Starting at the line that contains "Pick-planner input: for every instance of the tiled" and stopping after the line that contains "point(278, 30)", swap every "frame" for "image" and change nothing else. Return only those lines.

[Start Raw data]

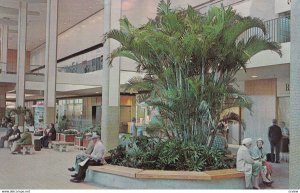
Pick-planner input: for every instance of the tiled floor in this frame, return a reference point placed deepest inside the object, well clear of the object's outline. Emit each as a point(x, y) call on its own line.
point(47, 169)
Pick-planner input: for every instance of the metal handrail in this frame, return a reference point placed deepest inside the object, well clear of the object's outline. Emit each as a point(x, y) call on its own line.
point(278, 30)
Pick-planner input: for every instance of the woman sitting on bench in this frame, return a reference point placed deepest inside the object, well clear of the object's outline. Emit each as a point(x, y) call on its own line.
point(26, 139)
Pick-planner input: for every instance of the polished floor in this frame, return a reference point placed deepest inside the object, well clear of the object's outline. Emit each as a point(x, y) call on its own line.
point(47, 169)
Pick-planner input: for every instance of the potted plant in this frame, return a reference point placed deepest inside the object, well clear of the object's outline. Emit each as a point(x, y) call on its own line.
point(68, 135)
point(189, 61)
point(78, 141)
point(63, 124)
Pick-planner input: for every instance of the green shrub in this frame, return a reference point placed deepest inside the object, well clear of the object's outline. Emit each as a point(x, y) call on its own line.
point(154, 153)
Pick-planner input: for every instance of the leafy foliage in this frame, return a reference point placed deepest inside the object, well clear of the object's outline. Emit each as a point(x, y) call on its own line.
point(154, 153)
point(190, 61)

[End Raw data]
[Start Raw data]

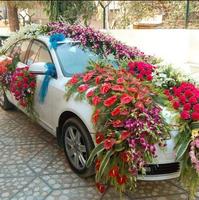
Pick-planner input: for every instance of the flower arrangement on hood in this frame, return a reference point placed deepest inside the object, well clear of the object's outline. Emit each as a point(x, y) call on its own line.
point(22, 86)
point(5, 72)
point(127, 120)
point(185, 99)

[End Raw data]
[Start Raw data]

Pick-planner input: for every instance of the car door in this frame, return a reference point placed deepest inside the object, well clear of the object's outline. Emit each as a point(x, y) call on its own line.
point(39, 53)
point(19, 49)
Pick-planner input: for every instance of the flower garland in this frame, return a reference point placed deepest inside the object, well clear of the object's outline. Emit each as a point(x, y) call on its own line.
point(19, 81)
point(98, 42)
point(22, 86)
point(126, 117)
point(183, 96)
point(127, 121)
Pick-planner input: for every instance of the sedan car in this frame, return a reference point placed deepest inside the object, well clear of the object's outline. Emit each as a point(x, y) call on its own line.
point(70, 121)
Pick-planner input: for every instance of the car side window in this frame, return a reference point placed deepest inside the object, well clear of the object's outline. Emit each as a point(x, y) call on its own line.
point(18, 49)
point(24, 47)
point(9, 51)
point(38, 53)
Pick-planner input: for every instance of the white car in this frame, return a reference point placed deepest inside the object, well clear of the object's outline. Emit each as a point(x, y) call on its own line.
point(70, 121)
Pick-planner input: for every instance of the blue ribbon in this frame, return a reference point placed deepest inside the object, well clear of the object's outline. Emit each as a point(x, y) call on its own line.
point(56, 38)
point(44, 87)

[End Raw data]

Task output:
Pick-planner input: for every instance of the tiled floor in this image, return a reference point placed deepest inside the object, well clear of the object's outline. Emit each as a point(x, y) call on its own line.
point(47, 169)
Pick-planner input: for every instance of the metal handrail in this image, return a reference point placed deepest inside the object, well clear of the object's outline. Emit each as a point(x, y) call on its own line.
point(278, 30)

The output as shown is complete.